▽
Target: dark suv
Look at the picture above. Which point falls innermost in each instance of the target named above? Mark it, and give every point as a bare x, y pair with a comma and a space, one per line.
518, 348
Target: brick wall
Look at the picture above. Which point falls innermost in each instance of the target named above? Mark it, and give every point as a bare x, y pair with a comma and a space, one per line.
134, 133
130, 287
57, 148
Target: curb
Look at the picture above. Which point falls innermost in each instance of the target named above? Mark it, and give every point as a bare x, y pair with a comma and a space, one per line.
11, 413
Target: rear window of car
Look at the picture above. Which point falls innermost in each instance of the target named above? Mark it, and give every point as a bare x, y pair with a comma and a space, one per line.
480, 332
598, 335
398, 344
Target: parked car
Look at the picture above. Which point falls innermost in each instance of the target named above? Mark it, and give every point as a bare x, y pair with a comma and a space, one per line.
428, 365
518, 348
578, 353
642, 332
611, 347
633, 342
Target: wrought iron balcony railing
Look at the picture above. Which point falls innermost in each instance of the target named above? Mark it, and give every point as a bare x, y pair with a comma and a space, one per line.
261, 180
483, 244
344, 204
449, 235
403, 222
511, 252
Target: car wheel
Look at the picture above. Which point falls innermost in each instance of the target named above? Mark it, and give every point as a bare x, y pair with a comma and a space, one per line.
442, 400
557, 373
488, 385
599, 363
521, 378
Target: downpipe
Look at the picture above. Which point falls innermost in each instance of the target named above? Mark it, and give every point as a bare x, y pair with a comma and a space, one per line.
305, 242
△
What is expected
Reproduce all of the records above word for word, without changing a single character.

Answer to this task
Target: dark suv
Look at the picture above. Which point falls innermost in each instance of the target named above? Mark it, and give every point as a bare x, y pair with a comma and a space, one per line.
518, 348
Target: brick wall
Look at the picture above. Which point falls innermost in each instance of the target named above? Mark it, and give every point as a bare x, y pair with a comma and a space, one per line.
134, 133
130, 287
57, 148
Target: curb
Look at the picture above. Which point falls innermost in each instance of the target named above? Mark it, and give every point as a bare x, y pair with a comma and a space, one per line.
11, 413
Target: rear window of car
Look at the picture above. Which point falls innermost in each instance of the target named above? Mark it, and give every point as a bare x, y pair with a comma and a space, one per line.
480, 332
598, 335
398, 344
Target: parked car
Look at the picture above. Which point falls innermost in each instance of the target named above? Mark it, and give every point as a bare x, y pair with a comma and a space, one per line.
428, 365
518, 348
578, 353
642, 332
611, 347
633, 342
Target: wrought iron balcony railing
Look at the picture above. Which point falls innermost in each instance of the target named above? Mark it, and give every point as a bare x, y pair with a comma and a space, one per line.
261, 180
483, 244
344, 204
449, 235
403, 222
511, 252
Target: car wheel
Look at the picture above. Which point falls innermost in each instance of the target named above? Mark it, and give every point as a bare x, y pair with a comma and a space, one per line.
442, 400
557, 373
488, 385
599, 363
521, 378
Target: downpipe
Look at the picture above. Which point falls innermost in each instance of the target named above? Mark it, and give every point as a bare x, y pair with a comma and a space, one per line.
305, 242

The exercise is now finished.